Skip to content

michalpytlos/DE_p6

Repository files navigation

DEP6 - Data engineering Capstone Project

Project 6 of the Data Engineering Nanodegree
Michal Pytlos, November 2019

Overview

DEP6 combines two large open datasets, on weather and on air quality, into a data warehouse. The purpose of the data warehouse is to provide the means of:

  • investigation of the influence of weather conditions on the air quality
  • investigation of spatial and time variation of air quality
  • investigation of spatial and time variation of weather conditions

The data warehouse is to be primarily used by data analysts and scientsts. Example queries might ask the following questions:

  • what is the correlation between the pollution level and wind speed for a given temperature range in a given area?
  • what is the effect of snow on the pollution level?
  • how did pollution levels change in various cities across a country with time?

Datasets

  1. Weather - NOAA Global Historical Climatology Network Daily (GHCN-D)
  1. Air quality - OpenAQ
  • "Global, aggregated physical air quality data from public data sources provided by government, research-grade and other sources." [OpenAQ]
  • Over 100,000 data points per day in 2017 (multiple times more in 2019)
::::
Task list:
1. In the data warehouse project description, which two kinds of open datasets are combined?
2. Continue the data warehouse project description from its last line.
::::
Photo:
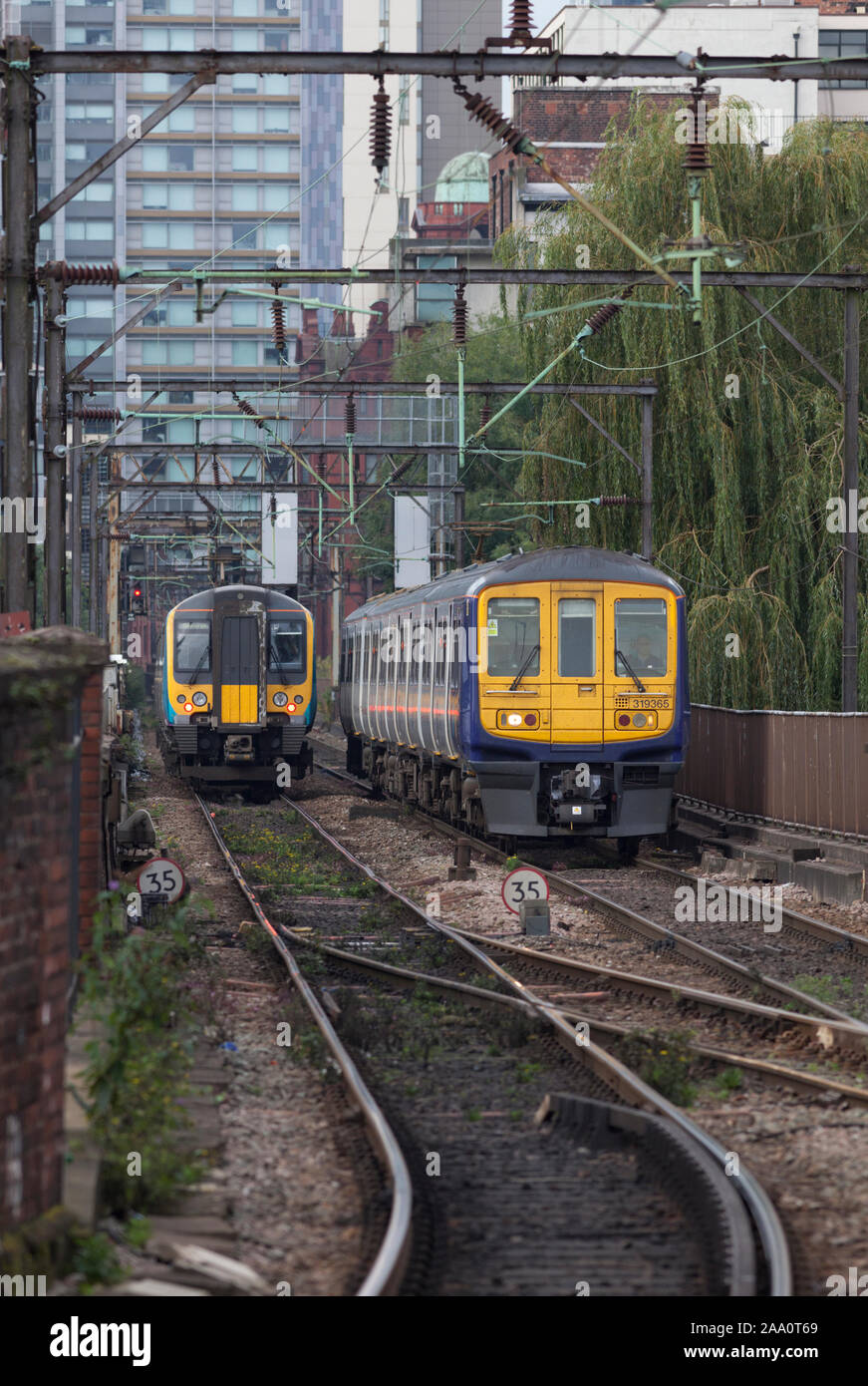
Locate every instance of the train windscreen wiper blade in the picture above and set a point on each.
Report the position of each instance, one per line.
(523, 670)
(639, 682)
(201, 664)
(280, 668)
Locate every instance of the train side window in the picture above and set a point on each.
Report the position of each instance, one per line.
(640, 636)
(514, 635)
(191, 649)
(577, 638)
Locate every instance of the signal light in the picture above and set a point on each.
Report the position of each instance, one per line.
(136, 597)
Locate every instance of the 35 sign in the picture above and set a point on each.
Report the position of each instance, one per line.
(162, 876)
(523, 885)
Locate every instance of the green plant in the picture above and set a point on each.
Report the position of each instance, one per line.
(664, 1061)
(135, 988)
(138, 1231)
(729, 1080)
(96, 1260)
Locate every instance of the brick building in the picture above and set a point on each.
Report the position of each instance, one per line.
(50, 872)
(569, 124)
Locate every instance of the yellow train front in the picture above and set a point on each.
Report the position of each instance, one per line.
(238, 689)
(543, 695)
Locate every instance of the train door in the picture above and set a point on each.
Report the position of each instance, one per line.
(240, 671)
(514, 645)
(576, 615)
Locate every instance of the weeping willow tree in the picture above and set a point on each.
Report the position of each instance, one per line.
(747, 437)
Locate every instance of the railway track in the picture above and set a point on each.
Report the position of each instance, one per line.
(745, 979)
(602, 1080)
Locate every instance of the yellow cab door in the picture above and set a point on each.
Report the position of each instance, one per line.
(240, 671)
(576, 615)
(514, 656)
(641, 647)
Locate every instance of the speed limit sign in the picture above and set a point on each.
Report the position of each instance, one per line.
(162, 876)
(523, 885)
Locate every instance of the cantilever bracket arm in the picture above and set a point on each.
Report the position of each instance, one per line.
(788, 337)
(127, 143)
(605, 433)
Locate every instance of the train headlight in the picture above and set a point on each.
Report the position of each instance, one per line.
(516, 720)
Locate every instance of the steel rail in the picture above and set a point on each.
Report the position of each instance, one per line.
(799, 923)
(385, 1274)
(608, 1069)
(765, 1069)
::::
The results:
1. A weather dataset and an air quality dataset.

2.
  • Data format: ndjson

Steps taken in the project

  1. Research and choice of the datasets for the project
  2. Research and choice of the technologies for the project
  3. Development and testing
  4. Documentation

Data model

The adopted data model is shown in Figure 1. The tables form a star schema with two fact (weather and air_quality) and seven dimesion tables (zones, time, cities, locations, weather_stations, sources and attributions). The chosen schema, compared to a highly normalized schema, allows for easier and faster data analytics by making the queries much simpler (fewer joins). The weather and air_quality tables are designed to be joined on time and/or zone; this is meant to simplify the investigation of the influence of weather on the pollution level.

Figure 1: Data model

ETL

The air quality and weather data pipelines are defined in Apache Airflow as the directed acyclic graphs (DAG) shown in Figures 2 and 3 respectively. DAG instances as well as individual tasks are managed and monitored using Airflow's UI. New air quality and weather data is to be added on a daily and on an annual basis respectively.

Figure 2: Air quality DAG

Figure 3: Weather DAG

DEP6 defines the following operators (colour legend in Figures 2 and 3):

  • ETAirQualityOperator
    • Extracts air quality data from S3 (nested ndjson files), transforms the data using pandas and saves the output to S3 (CSV files)
  • CopyCsvRedshiftOperator
    • Copies data from CSV files stored on S3 to table on Redshift
  • CopyFixedWidthRedshiftOperator
    • Copies data from a fixed-width file stored on S3 to table on Redshift
  • LoadDimensionOperator
    • Executes given insert query on Redshift optionally deleting all entries from the target table prior to the insert.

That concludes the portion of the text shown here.